Excerpted passage -
☆ ☆ ☆ ☆ ☆ ☆ ☆

Constants#

NumPy includes several constants:

numpy.e#

Euler’s constant, base of natural logarithms, Napier’s constant.

e = 2.71828182845904523536028747135266249775724709369995...

See Also

exp : Exponential function log : Natural logarithm

References

https://en.wikipedia.org/wiki/E_%28mathematical_constant%29

numpy.euler_gamma#

γ = 0.5772156649015328606065120900824024310421...

References

https://en.wikipedia.org/wiki/Euler%27s_constant

numpy.inf#

IEEE 754 floating point representation of (positive) infinity.

Returns

yfloat

A floating point representation of positive infinity.

See Also

isinf : Shows which elements are positive or negative infinity

isposinf : Shows which elements are positive infinity

isneginf : Shows which elements are negative infinity

isnan : Shows which elements are Not a Number

isfinite : Shows which elements are finite (not one of Not a Number, positive infinity and negative infinity)

☆ ☆ ☆ ☆ ☆ ☆ ☆

Written request - Update the NumPy constants page, beginning at the words "e = 2.71828182845904523536028747135266249775724709369995..." and stopping after "γ = 0.5772156649015328606065120900824024310421...", so that "Calculate the exponential" takes the place of "Exponential function". The listing has no connection to the NumPy constants page.

Data supplied -
☆ ☆ ☆ ☆ ☆ ☆ ☆

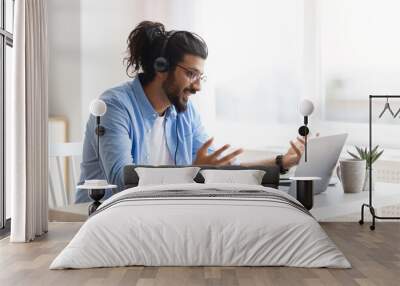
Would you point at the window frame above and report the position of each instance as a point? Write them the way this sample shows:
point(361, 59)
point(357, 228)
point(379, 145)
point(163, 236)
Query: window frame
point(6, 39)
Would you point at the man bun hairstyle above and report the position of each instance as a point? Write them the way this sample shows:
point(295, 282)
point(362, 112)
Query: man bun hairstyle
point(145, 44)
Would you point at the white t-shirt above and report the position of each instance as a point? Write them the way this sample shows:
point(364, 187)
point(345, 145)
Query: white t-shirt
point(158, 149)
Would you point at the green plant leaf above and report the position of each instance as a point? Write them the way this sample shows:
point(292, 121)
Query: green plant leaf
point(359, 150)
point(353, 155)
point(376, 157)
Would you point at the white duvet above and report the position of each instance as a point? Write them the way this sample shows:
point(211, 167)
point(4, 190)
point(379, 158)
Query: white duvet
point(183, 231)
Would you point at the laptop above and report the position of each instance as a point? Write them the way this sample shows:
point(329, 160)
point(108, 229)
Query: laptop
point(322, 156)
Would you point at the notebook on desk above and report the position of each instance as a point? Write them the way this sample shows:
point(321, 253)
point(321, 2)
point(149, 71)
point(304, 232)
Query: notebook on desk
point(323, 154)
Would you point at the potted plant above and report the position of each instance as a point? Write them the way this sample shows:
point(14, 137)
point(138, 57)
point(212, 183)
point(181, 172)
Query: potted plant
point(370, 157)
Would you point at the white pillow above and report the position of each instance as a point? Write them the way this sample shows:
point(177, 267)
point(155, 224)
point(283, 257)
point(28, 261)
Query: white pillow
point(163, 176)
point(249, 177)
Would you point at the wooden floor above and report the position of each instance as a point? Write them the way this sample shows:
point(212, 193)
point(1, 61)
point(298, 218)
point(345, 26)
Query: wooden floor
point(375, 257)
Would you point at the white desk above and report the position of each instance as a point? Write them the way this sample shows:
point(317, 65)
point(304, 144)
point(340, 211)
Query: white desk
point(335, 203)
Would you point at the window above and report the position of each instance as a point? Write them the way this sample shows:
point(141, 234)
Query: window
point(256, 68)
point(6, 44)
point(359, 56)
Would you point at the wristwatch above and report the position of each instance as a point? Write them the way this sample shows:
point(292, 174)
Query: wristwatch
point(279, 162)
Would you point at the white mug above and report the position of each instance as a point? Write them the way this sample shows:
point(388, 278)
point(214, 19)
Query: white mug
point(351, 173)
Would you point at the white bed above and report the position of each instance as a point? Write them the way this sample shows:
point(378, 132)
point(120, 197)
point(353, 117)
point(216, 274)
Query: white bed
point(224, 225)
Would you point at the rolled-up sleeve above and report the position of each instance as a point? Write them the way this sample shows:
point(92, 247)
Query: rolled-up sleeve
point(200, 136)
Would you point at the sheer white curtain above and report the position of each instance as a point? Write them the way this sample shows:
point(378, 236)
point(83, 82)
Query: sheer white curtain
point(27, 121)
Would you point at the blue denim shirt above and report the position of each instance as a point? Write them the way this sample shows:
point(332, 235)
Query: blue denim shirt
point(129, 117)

☆ ☆ ☆ ☆ ☆ ☆ ☆

Output -
e = 2.71828182845904523536028747135266249775724709369995...

See Also

exp : Calculate the exponential log : Natural logarithm

References

https://en.wikipedia.org/wiki/E_%28mathematical_constant%29

numpy.euler_gamma#

γ = 0.5772156649015328606065120900824024310421...